GIVEN DATA:
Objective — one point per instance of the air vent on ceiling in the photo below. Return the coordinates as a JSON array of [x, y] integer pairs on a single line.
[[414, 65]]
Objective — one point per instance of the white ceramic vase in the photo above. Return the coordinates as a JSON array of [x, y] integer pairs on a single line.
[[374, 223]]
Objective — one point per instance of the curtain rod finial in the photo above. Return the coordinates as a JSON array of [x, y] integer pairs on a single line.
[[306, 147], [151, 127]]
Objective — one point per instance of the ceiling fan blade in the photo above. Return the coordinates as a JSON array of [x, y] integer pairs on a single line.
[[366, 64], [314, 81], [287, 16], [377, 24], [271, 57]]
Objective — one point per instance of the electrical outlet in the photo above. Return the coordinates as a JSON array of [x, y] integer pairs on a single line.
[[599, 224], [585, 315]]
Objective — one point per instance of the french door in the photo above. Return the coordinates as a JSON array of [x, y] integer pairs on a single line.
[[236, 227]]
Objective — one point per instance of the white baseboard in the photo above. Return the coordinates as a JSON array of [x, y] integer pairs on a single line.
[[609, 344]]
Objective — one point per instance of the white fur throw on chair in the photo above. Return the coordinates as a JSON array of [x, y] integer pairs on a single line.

WHAT YOU HAVE TO DO: Copy out the listing above, replacing "Objective" with "Goal" wherever it appears and leaving everything else unchanged.

SOLUTION FOR THIS TASK:
Goal — one point per instance of the air vent on ceiling in the photo below. Return the coordinates as a JSON array of [x, y] integer pairs on a single line.
[[414, 65]]
Goal — one point per instance of the white ceramic vase in the photo above. Return the coordinates as a JSON array of [x, y] integer pairs on a single line.
[[374, 223]]
Goal — one point per instance of the curtain rod finial in the photo above. Return the coordinates as a JSON array of [x, y] integer pairs on a single line.
[[306, 147], [151, 127]]
Goal — one point per instance of the ceiling fan blade in the photo above. Return the coordinates as a JSON array of [x, y] integer pairs on a single line.
[[366, 64], [314, 81], [287, 16], [377, 24], [271, 57]]
Goal — one point per instance of the electrical outlet in the photo above. Return the coordinates as a JSON array of [x, y] integer pairs on a single line.
[[599, 224], [585, 315]]
Goal — one point per instance of the french door in the photo above. Return the coordinates as a JSON array of [x, y] integer pairs on a single line.
[[236, 227]]
Goal — one point per instance of the white baseboard in the photo above. Return the coordinates as a JSON array of [x, y] integer pairs on a single line.
[[609, 344]]
Goal — one point per instance of the white fur throw on chair in the photo above. Return the coordinates as a JSON array of [x, y] integer pairs on a single line.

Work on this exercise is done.